◆ **Work task A**
Rewrite the stretch of the volunteer-team blog post from "At our last" through "We sang songs.", replacing "Sunday" with "Wednesday".
◆ **Work task B**
According to the volunteer-team blog post, how many volunteers showed up on the morning the problem was spotted?
◆ **Work task C**
Continue the volunteer-team blog post from where it stops.
---- Provided text
Building, maintaining, and growing a volunteer team is hard work. And there’s a lot to say about it. That’s why this isn’t just a blog post. It’s a huge blog post. We also made you a video, in case you don’t like to read. And we included a podcast episode, in case you don’t like watching videos either. The video, the podcast, and this blog post all unique, so choose your favorite, or choose them all. Either way, we’re going to talk about something that we all need a little help with: growing our volunteer teams.

At our last church, there was a point in time when ministry seemed to be going pretty well. Our programs were fun, memorable and well received by our students. More kids were coming than ever before, and our numbers continued to grow. As far as we knew, things were going great!

But then we had a wake-up call.

It seemed like a typical Sunday morning. We played games.
 We sang songs.
 We taught a message. We broke into small groups.
We began to take attendance. And then we spotted the problem.

The good news: 80-something middle school boys had shown up that morning!
 The bad news: only two volunteers had.

I’m not exactly sure of the point at which a group of middle schoolers transforms into a violent mob, but I’m pretty sure we crossed the line that morning. While we managed (miraculously) to survive the following 30 minutes with zero injury reports, one thing was clear: we had a volunteer problem.
--------
---- Raw data
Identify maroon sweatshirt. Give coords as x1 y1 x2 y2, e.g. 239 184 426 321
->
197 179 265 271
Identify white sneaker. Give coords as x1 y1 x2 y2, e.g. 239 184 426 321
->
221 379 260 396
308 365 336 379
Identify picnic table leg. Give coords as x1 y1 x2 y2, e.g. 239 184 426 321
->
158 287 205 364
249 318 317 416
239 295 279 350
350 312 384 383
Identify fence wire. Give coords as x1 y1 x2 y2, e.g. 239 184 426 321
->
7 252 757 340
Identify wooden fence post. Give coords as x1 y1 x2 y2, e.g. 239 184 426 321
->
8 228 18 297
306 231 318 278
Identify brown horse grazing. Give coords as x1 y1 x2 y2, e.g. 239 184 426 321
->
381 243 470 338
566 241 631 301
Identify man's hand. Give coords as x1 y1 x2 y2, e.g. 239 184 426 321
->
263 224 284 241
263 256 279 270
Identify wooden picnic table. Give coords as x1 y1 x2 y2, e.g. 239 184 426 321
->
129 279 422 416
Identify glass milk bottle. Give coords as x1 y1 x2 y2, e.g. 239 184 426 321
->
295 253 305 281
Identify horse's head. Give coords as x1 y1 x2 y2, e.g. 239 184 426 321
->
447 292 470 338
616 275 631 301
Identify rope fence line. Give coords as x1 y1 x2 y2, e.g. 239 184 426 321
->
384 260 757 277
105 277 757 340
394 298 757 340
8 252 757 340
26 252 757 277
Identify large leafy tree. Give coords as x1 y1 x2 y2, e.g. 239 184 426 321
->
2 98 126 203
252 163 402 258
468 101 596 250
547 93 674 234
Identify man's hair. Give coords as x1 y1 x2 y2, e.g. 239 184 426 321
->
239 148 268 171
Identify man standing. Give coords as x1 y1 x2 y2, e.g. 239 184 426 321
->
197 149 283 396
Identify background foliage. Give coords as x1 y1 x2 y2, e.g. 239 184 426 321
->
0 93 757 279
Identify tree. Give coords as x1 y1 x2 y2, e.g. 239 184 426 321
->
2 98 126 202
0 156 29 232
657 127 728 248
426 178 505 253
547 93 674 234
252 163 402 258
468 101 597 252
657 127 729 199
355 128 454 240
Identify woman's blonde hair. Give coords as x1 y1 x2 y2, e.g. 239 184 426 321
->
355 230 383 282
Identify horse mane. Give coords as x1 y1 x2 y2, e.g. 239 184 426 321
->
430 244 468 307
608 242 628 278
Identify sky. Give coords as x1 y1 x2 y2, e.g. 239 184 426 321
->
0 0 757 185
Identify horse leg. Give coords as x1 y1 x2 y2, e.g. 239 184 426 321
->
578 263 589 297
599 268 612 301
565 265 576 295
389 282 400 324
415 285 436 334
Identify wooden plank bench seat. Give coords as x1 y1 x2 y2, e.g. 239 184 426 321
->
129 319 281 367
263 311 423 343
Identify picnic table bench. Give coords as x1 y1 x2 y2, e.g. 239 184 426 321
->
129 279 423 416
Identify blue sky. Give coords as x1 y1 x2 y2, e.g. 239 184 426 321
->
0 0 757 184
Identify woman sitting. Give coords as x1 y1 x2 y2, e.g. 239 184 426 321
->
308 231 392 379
--------
◆ **Exercise result A**
At our last church, there was a point in time when ministry seemed to be going pretty well. Our programs were fun, memorable and well received by our students. More kids were coming than ever before, and our numbers continued to grow. As far as we knew, things were going great!

But then we had a wake-up call.

It seemed like a typical Wednesday morning. We played games.
 We sang songs.

◆ **Exercise result B**
Only two volunteers showed up.

◆ **Exercise result C**
Although we weren’t exactly pleased to find ourselves in this situation, looking back, we’re pretty grateful it happened when it did. While it may have been uncomfortable at the time, it opened our eyes to a problem we had previously ignored.

At first, we diagnosed the problem like this: “We don’t have enough volunteers!” and “The volunteers we do have are terrible!”

But after a little reflection (and some deep breathing) we actually discovered that our volunteers weren’t the problem at all. The problem, we eventually realized . . . was us.

If we wanted to grow our volunteer team, we didn’t need to recruit new volunteers. We just needed to take better care of the volunteers we already had.

So, yeah. We haven’t always been great at leading volunteers. But it does make me feel a little bit better to know I’m not the only one. Recently, Kenny and I asked a whole bunch of youth workers this question: “What’s your biggest struggle in youth ministry?” We got hundreds of responses back, but do you know what one of the most common answers was?

You’ve probably guessed it by now.

Yep. VOLUNTEERS.

As we read through those responses, we saw some variation of the same questions over and over again, like . . .

How do I recruit more volunteers?
How do I train the volunteers I already have?
And how do I get them to stick around for more than a few months?

I get it. We’ve been there.

RECRUITING VOLUNTEERS IS HARD.

No matter what you do, asking people to serve sometimes feels like pulling teeth. 

TRAINING VOLUNTEERS IS EVEN HARDER.

I mean, once you’ve got volunteers on board, what exactly do you do with them? What do you teach them? How do you help them grow?

RETAINING VOLUNTEERS IS THE HARDEST.

Imagine if every volunteer you had ever recruited was still serving with you today – you’d probably have way more than enough volunteers for your ministry. But instead, people cycle in and out of our ministries so fast that it seems like we’re constantly recruiting new volunteers. It can be kind of exhausting.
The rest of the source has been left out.